** begin **

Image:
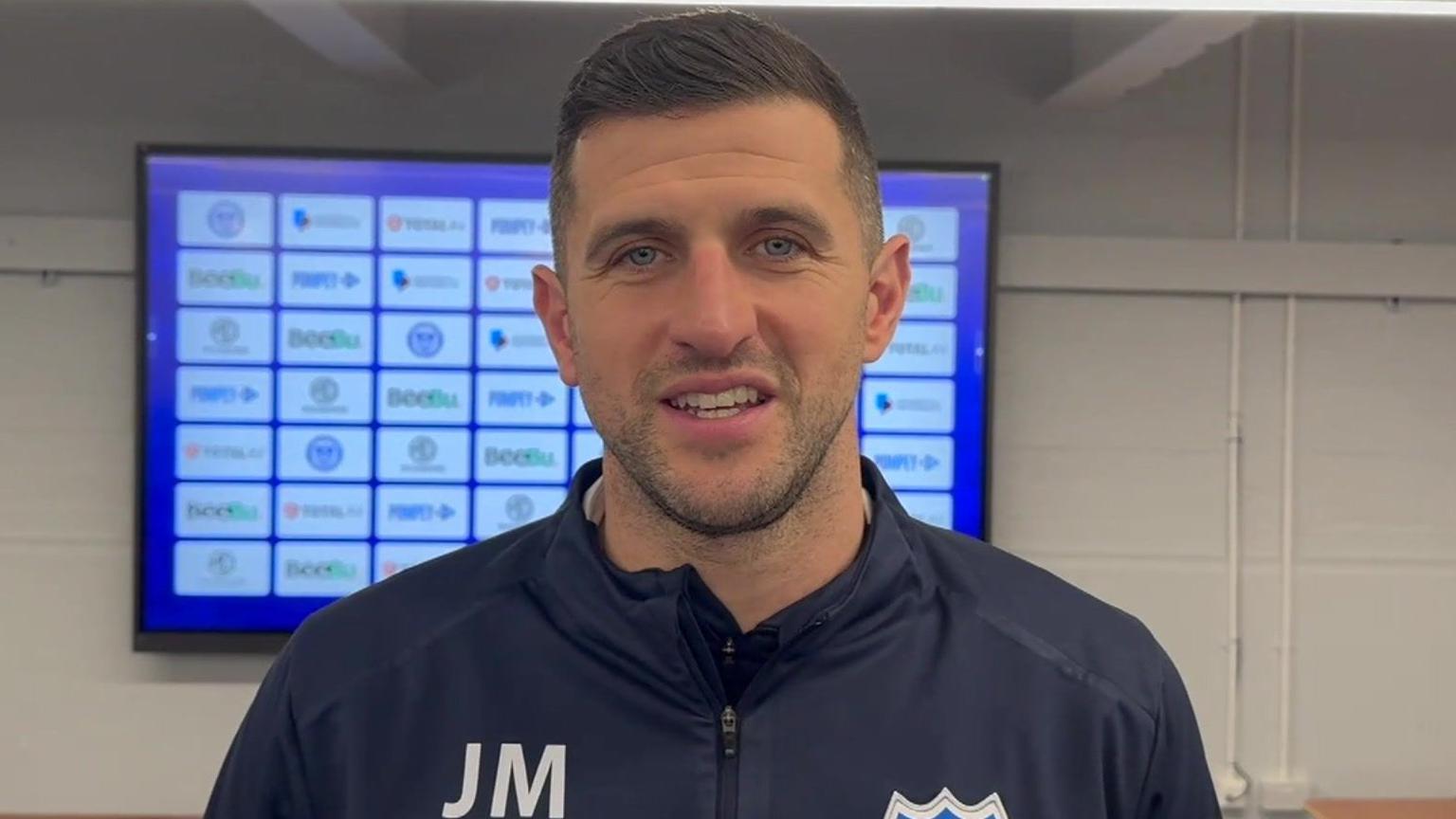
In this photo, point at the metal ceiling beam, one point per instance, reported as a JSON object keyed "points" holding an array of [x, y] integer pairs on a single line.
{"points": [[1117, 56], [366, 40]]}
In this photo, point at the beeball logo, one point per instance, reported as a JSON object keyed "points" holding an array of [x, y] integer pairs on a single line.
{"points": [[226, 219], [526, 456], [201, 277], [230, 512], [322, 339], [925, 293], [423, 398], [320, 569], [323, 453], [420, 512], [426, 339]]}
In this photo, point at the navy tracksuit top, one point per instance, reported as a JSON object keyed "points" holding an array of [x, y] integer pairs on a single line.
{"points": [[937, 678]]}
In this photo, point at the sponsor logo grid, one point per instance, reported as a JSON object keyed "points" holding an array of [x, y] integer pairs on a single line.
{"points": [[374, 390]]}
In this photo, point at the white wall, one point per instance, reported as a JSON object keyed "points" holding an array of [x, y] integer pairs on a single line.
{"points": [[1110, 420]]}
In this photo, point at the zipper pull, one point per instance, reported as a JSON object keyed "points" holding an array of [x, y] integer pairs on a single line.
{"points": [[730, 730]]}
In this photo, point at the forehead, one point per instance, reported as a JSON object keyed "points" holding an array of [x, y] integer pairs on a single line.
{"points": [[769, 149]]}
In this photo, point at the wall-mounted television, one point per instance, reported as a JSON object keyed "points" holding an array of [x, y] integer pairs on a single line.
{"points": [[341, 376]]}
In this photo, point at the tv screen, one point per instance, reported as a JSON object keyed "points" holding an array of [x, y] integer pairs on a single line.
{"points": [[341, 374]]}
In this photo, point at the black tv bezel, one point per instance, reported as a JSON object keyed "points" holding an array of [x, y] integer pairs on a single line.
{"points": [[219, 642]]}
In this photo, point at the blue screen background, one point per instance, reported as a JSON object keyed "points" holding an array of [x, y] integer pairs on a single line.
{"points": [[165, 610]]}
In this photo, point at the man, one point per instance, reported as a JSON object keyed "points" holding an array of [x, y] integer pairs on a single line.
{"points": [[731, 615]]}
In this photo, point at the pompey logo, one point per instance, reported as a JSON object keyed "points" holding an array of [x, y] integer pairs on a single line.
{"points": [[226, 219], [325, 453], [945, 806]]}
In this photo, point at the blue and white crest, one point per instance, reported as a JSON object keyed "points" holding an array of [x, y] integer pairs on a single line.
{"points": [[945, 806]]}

** end **

### Your objective
Retype the entries word for word. Omit any images.

### Full solution
Image:
In this photo, point at the metal ceiling beam, one point per instance, reported as a JSON object keyed "points" holding an array of [x, y] integer pairs on a single line.
{"points": [[1117, 56], [366, 40]]}
In this photo, point at the beeball logo, one point per instance, reported as a JSON object keyed "points" holding an array of [x, y] integer pairs on a single line.
{"points": [[226, 219], [526, 456], [201, 277], [230, 512], [322, 339], [925, 293], [423, 398], [320, 569], [323, 453], [420, 512], [426, 339]]}
In this photo, point at the navy tracksuit top, one point per instance, reported as a JSON object keyed "points" holding an array of [x, y] integer pairs on a single line.
{"points": [[937, 678]]}
In this photo, point at the sponsor logo grid, one point per instance, reported as a JSON object keyed "points" holding an array of [x, y] integer pairs on a single line.
{"points": [[374, 390]]}
In this photo, point at the white wall, one point per instance, reported as a JSON object keyed "points" holding an array of [x, y] integer pairs on a single line.
{"points": [[1110, 420]]}
In this photo, point at the zipper pull, one point per instance, reported as a JSON object keyed "points" holding an array of [x, y] integer pairs on a single line.
{"points": [[730, 730]]}
In this photo, point at the forehead, one point per instance, reported as a JSON object keyed "points" holding an array of [x, y] integer pairs on a single line.
{"points": [[769, 149]]}
In this photo, point at the wall-mounted television, one point per instance, reported as a JSON object keyed "points" holding an array of [x, y] integer pairs on a single line.
{"points": [[341, 376]]}
In this photo, point at the tv screen, one point per instance, reported as a JSON object keyed "points" holding an array of [x, y] integer pairs on a single line.
{"points": [[341, 374]]}
In this photo, point at the black tv bezel, one point per instance, reported as a JSON object keyed "points" holding an array of [x, y] integer pairs on a single line.
{"points": [[219, 642]]}
In this photo, point at the blue screen background, one point per instance, reported as a JSON object keyed "points" holding an array of [x, y] integer pairs on a single line.
{"points": [[165, 610]]}
In this photo, point at the man, one point per instance, reported as a JSON object keyed "points" holding an array of [x, y] integer pairs on a single line.
{"points": [[731, 615]]}
In this photo, point at the pompey logo, one point per instance, reported as a JSON object keyed "points" holding an array of [x, y] integer pairs on a single line.
{"points": [[226, 219], [325, 453], [945, 806]]}
In this photo, point at the blue and white crest, one point per instance, reported as a JSON object keyed "points" holding an array of [x, y] integer pairs on a single line.
{"points": [[945, 806]]}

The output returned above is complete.